Segment Start: Excerpted data
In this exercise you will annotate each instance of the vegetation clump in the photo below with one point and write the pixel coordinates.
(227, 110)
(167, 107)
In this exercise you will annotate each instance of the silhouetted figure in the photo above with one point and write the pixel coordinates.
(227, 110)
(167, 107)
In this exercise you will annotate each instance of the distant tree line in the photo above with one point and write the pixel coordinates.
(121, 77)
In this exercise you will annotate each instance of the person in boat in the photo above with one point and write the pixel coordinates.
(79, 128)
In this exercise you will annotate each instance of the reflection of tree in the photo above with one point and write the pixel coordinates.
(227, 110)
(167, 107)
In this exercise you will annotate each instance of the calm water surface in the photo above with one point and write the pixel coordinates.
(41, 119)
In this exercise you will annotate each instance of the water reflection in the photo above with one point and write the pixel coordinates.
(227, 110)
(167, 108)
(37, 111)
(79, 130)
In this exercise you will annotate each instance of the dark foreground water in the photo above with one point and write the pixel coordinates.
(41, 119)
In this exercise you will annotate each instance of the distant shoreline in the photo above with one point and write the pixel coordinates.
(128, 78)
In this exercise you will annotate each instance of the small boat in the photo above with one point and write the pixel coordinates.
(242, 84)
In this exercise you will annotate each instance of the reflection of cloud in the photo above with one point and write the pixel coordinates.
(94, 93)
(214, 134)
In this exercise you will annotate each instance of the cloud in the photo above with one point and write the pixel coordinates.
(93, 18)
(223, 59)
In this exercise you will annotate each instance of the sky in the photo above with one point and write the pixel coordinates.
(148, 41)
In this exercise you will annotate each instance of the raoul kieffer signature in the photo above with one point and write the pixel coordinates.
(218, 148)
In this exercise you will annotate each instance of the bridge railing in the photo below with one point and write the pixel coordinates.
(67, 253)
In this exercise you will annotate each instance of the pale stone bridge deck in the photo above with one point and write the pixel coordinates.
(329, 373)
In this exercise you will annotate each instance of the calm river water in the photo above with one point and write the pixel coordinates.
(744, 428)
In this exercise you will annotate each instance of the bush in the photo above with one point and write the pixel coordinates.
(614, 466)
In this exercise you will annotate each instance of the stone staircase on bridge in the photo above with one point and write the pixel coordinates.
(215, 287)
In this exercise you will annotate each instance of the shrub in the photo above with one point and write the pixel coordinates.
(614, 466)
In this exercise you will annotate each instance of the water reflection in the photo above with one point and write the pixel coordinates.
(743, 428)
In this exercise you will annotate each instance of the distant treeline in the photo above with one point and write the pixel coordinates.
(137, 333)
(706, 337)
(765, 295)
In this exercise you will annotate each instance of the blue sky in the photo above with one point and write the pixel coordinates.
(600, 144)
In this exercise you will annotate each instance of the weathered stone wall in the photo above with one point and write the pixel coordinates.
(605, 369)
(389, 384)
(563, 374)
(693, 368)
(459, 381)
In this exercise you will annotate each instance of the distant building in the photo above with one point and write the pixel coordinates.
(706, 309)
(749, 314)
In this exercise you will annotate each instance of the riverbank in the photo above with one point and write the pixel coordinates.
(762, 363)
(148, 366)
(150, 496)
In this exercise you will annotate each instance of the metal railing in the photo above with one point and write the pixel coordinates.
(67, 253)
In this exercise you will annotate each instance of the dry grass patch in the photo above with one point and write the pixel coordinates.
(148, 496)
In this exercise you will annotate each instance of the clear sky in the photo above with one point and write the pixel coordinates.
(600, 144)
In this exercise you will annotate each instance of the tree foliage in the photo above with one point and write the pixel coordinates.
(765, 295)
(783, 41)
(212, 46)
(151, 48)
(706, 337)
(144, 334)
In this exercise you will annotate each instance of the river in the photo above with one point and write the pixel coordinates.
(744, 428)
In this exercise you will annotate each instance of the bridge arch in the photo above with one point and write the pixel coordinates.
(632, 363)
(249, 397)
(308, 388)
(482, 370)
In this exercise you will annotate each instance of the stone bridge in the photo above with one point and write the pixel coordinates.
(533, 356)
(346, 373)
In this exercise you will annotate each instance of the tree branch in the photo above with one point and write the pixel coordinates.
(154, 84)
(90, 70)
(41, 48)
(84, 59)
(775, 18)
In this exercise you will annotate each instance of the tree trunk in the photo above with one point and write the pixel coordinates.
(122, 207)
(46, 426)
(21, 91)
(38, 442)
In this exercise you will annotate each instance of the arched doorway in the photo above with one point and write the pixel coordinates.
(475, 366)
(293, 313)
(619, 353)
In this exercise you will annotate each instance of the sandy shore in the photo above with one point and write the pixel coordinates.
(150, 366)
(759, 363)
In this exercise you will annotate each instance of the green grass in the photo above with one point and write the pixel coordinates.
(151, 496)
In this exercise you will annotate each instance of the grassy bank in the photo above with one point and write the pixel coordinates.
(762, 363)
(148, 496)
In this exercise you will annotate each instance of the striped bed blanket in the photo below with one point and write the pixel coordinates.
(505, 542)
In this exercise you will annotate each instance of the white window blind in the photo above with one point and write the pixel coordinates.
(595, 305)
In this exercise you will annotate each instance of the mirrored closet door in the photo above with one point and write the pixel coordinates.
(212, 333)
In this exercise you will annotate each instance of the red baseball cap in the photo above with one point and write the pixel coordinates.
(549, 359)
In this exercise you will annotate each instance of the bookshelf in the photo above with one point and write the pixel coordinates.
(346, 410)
Segment End: Excerpted data
Task to complete: The task calls for all the records above to be repeated exactly.

Solution:
In this exercise you will annotate each instance of the vegetation clump in the photo below with one point and write the pixel coordinates.
(227, 110)
(167, 107)
In this exercise you will annotate each instance of the silhouetted figure in the photo above with one point and write the pixel coordinates.
(227, 110)
(167, 107)
In this exercise you will annotate each instance of the distant tree line in the photo above with one point and write the pixel coordinates.
(121, 77)
In this exercise you will annotate each instance of the person in boat in the photo above with one point and write the pixel coordinates.
(79, 128)
In this exercise you will annotate each instance of the reflection of tree in the photo above with one point and write the pixel coordinates.
(227, 110)
(167, 107)
In this exercise you will annotate each instance of the calm water surface in the photo above with one point and write the pixel coordinates.
(41, 119)
In this exercise you will annotate each instance of the water reflection in the photo above with one point and write the pixel coordinates.
(227, 110)
(167, 108)
(37, 111)
(79, 130)
In this exercise you will annotate each instance of the dark foreground water in the photo above with one point and write the pixel coordinates.
(41, 119)
In this exercise you will annotate each instance of the distant shoreline in the photo above with one point and write the pixel coordinates.
(128, 78)
In this exercise you will annotate each instance of the small boat in the photo above with one point and write the pixel coordinates.
(242, 84)
In this exercise you will annotate each instance of the reflection of cloud in the photo above with one point and write the pixel coordinates.
(94, 93)
(214, 134)
In this exercise you will annotate each instance of the cloud in the photo above with one point and write the pixel coordinates.
(93, 18)
(223, 59)
In this exercise you will annotate each instance of the sky in the photo above with one point and write the pixel coordinates.
(148, 41)
In this exercise you will annotate each instance of the raoul kieffer signature in the photo above with one point and write the pixel coordinates.
(218, 148)
In this exercise you will annotate each instance of the bridge railing in the photo below with one point and write the pixel coordinates.
(67, 253)
In this exercise you will annotate each instance of the pale stone bridge deck in the photo above with one point and write the pixel coordinates.
(329, 373)
In this exercise you will annotate each instance of the calm river water in the photo above with one point and write the pixel coordinates.
(744, 428)
In this exercise you will annotate each instance of the bush in the photo above with one point and write the pixel coordinates.
(614, 466)
In this exercise you will annotate each instance of the stone staircase on bridge in the photo above with one point and write the pixel coordinates.
(215, 287)
In this exercise you will annotate each instance of the shrub in the photo above with one point and write the pixel coordinates.
(614, 466)
In this exercise you will annotate each instance of the water reflection in the photo above with one point and write the pixel coordinates.
(743, 428)
In this exercise you will annotate each instance of the distant treeline in the photo above with one point and write the pixel coordinates.
(137, 333)
(706, 337)
(765, 295)
In this exercise you will annotate each instance of the blue sky in the photo above with one point and write the pixel coordinates.
(600, 144)
In this exercise you will annotate each instance of the weathered stone wall in the photo above with one point and write the pixel coordinates.
(605, 369)
(389, 384)
(563, 374)
(693, 368)
(459, 381)
In this exercise you will annotate each instance of the distant building in the photo above with one point and write the pixel coordinates.
(706, 309)
(749, 314)
In this exercise you will annotate each instance of the riverbank in the photo above with one point and write the pixel coordinates.
(762, 363)
(148, 366)
(150, 496)
In this exercise you will annotate each instance of the metal railing in the photo above with one point and write the pixel coordinates.
(67, 253)
In this exercise you will annotate each instance of the dry grass patch in the photo above with one point and write the pixel coordinates.
(148, 496)
In this exercise you will annotate each instance of the clear sky in the photo above with one point and write the pixel coordinates.
(600, 144)
In this exercise you will annotate each instance of the tree foliage in the photo above with one point and write the pixel coordinates.
(765, 295)
(783, 41)
(212, 46)
(151, 48)
(706, 337)
(144, 334)
In this exercise you will annotate each instance of the river in the photo above with one point and write the pixel coordinates.
(744, 428)
In this exercise you will annotate each instance of the bridge arch in the photo above with one point and write the pixel coordinates.
(632, 363)
(249, 397)
(308, 388)
(482, 370)
In this exercise you will annotate each instance of the stone bridge in the photo above with one point and write the pixel coordinates.
(533, 356)
(346, 373)
In this exercise you will annotate each instance of the tree branch in the photo above with one point and write the pixel coordinates.
(154, 84)
(90, 70)
(41, 48)
(84, 59)
(775, 18)
In this exercise you will annotate each instance of the tree trunk in the photo above with one point and write the pixel coordinates.
(122, 207)
(46, 426)
(21, 91)
(38, 442)
In this exercise you will annotate each instance of the arched doorway in the photo above with one point and write the pixel coordinates.
(475, 366)
(293, 313)
(619, 353)
In this exercise you will annotate each instance of the sandy shore in the photo above with one point and write the pixel coordinates.
(150, 366)
(759, 363)
In this exercise you will annotate each instance of the green grass in the photo above with one point and write the pixel coordinates.
(151, 496)
In this exercise you will annotate each instance of the grassy bank in the photo above with one point and write the pixel coordinates.
(762, 363)
(148, 496)
In this exercise you will annotate each instance of the striped bed blanket in the photo below with one point and write the pixel coordinates.
(505, 542)
In this exercise you will annotate each instance of the white window blind in the photo above with one point and write the pixel coordinates.
(595, 305)
In this exercise you will annotate each instance of the mirrored closet door in the photo above with one point and write the pixel coordinates.
(212, 333)
In this exercise you will annotate each instance of the red baseball cap in the photo above with one point and write the pixel coordinates.
(549, 359)
In this exercise you will annotate each instance of the bookshelf in the photo above with one point and write the pixel coordinates.
(346, 410)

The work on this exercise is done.